▼
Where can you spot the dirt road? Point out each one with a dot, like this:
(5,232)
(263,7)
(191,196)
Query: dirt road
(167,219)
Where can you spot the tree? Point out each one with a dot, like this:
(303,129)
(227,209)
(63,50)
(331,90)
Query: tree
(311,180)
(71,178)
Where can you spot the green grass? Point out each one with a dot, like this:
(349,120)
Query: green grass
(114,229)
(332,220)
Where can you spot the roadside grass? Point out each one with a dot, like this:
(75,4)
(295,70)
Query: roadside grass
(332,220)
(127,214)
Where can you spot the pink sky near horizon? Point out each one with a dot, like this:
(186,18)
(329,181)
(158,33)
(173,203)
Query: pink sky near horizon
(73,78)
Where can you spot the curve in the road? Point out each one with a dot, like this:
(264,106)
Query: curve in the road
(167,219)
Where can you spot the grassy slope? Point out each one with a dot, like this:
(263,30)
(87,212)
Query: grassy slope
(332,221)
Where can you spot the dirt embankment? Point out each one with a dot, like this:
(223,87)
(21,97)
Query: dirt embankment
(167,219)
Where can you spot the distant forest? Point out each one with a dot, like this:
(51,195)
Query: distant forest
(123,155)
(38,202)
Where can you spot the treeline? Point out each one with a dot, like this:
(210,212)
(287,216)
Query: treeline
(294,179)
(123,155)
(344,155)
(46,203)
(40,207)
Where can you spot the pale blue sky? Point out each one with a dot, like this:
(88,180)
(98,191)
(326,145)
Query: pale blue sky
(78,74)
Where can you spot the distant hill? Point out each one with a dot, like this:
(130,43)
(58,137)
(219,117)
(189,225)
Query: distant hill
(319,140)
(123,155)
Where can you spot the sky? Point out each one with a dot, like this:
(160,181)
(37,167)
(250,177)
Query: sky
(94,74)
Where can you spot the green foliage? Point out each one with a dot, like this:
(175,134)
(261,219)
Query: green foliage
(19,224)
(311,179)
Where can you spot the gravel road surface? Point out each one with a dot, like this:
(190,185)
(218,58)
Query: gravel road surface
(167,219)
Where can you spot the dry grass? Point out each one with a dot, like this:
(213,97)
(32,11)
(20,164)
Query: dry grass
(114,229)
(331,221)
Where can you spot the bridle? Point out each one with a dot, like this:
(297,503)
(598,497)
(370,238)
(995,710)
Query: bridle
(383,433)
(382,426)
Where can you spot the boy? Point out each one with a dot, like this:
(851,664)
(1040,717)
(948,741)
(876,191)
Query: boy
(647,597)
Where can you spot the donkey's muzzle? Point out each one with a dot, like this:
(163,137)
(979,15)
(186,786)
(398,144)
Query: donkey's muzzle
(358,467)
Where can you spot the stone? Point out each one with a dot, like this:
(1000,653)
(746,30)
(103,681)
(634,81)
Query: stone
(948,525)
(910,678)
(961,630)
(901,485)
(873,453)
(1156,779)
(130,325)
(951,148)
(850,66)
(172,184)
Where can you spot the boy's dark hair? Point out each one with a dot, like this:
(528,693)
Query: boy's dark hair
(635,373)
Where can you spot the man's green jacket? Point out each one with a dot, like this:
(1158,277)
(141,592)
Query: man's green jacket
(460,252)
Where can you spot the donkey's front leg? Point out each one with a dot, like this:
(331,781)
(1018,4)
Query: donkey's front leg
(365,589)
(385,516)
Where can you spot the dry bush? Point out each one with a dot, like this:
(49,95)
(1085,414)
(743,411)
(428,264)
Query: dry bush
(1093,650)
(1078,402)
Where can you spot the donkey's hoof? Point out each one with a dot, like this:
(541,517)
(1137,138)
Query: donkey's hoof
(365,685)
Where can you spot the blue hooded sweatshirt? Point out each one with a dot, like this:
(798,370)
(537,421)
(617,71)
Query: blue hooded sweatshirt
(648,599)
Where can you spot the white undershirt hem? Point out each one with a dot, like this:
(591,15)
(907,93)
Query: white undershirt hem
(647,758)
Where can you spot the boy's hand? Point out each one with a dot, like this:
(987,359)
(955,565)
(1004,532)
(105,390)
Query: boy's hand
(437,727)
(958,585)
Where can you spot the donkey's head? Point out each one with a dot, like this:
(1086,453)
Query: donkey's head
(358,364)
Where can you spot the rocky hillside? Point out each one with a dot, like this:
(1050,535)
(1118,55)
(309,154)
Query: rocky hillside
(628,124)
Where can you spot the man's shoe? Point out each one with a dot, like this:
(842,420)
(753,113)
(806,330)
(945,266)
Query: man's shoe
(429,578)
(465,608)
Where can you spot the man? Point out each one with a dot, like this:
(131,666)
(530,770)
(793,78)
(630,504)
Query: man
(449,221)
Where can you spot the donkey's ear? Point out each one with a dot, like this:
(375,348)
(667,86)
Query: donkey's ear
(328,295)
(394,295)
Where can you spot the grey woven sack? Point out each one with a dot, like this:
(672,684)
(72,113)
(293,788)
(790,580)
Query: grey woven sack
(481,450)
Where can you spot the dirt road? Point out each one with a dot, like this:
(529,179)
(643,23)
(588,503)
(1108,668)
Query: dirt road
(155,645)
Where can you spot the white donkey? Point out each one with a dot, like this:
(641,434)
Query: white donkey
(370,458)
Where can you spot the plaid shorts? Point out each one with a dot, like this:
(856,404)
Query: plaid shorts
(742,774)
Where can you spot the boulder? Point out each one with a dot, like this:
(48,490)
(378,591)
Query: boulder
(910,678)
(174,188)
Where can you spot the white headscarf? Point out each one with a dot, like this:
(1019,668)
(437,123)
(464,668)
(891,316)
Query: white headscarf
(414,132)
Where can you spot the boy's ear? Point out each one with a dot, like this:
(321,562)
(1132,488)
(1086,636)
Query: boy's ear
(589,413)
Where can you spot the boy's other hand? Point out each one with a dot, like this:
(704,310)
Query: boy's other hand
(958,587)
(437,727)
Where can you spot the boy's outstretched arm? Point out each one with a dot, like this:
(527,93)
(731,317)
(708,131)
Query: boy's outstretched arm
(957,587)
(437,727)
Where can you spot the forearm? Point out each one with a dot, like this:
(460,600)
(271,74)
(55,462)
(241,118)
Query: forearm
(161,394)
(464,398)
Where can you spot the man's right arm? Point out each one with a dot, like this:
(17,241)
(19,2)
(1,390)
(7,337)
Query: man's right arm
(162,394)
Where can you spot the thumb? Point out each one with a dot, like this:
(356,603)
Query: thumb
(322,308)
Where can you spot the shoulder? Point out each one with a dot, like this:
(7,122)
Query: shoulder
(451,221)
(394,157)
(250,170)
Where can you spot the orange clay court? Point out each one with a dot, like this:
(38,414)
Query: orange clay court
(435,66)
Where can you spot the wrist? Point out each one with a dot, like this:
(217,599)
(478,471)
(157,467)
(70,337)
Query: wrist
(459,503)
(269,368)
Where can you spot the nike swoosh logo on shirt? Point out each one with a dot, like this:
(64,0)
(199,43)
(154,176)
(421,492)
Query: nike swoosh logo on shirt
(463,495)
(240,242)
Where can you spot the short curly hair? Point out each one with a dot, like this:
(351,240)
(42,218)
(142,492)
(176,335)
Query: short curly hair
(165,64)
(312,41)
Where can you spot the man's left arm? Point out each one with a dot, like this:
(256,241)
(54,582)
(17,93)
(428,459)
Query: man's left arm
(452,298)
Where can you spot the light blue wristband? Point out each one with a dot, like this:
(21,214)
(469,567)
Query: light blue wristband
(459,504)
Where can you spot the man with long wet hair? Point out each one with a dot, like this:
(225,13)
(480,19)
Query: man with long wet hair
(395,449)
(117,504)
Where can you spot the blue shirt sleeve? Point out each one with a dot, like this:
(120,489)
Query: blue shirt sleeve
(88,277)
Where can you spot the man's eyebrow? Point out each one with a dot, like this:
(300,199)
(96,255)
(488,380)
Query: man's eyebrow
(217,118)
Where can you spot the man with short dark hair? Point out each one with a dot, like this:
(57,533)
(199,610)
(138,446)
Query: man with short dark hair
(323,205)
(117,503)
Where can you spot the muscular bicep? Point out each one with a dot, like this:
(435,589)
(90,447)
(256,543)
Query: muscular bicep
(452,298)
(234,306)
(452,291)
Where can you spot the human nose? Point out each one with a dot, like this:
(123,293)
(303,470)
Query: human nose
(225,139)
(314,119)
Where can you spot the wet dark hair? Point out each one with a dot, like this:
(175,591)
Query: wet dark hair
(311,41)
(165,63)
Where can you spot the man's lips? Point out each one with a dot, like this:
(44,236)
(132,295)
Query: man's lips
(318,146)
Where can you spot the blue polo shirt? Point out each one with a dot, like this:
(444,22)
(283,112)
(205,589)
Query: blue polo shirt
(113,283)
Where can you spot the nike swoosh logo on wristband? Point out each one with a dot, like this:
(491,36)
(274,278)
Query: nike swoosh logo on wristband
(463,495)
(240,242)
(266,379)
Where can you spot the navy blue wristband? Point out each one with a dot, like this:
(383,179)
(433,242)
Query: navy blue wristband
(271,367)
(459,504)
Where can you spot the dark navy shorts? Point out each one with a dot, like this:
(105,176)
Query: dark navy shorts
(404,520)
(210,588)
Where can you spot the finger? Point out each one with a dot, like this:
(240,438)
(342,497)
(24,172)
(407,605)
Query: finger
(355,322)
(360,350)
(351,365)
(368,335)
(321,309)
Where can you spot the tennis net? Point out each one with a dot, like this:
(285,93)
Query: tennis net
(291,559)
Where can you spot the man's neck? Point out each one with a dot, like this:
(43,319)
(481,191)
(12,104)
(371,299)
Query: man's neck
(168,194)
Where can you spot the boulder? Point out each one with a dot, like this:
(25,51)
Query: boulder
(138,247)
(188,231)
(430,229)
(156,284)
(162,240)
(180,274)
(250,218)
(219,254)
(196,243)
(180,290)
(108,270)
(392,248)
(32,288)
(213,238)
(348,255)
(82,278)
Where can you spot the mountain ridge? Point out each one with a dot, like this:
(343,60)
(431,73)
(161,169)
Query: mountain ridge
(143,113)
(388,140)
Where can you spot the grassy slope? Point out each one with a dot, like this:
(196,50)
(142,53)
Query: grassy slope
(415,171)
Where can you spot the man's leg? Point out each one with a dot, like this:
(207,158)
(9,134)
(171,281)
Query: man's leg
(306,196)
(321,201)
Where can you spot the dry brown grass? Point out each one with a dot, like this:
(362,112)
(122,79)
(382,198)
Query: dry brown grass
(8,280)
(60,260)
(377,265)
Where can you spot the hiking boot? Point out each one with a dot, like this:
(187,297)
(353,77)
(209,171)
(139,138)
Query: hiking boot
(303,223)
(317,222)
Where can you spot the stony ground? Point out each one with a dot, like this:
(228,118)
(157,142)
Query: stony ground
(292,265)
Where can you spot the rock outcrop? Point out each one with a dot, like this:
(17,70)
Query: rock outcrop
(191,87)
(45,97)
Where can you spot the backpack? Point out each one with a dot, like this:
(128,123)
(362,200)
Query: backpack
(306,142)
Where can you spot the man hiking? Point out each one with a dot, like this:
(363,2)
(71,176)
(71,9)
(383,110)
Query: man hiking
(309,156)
▲
Return exactly the lines from the line bearing "Where can you spot the dry brown" to the end of the records, inclusive of both; include no other lines.

Where can you spot the dry brown grass? Point out each one with a dot, like this:
(362,112)
(122,79)
(382,198)
Query: dry brown grass
(8,280)
(60,260)
(377,265)
Where can you spot the hiking boot? Point out each one with a dot, like this:
(187,297)
(353,77)
(209,171)
(139,138)
Query: hiking boot
(303,223)
(317,222)
Where can you spot the stony ground? Point out each one with a dot, like this:
(228,118)
(157,142)
Query: stony ground
(292,265)
Where can you spot the rock outcrop? Point out each one with a dot, like this:
(17,70)
Query: rock outcrop
(191,87)
(45,97)
Where can you spot the backpack? Point out each one with a dot, like this:
(128,123)
(362,200)
Query: backpack
(306,142)
Where can you spot the man hiking? Point out each one with a dot, like this:
(363,2)
(71,176)
(71,9)
(383,110)
Query: man hiking
(309,156)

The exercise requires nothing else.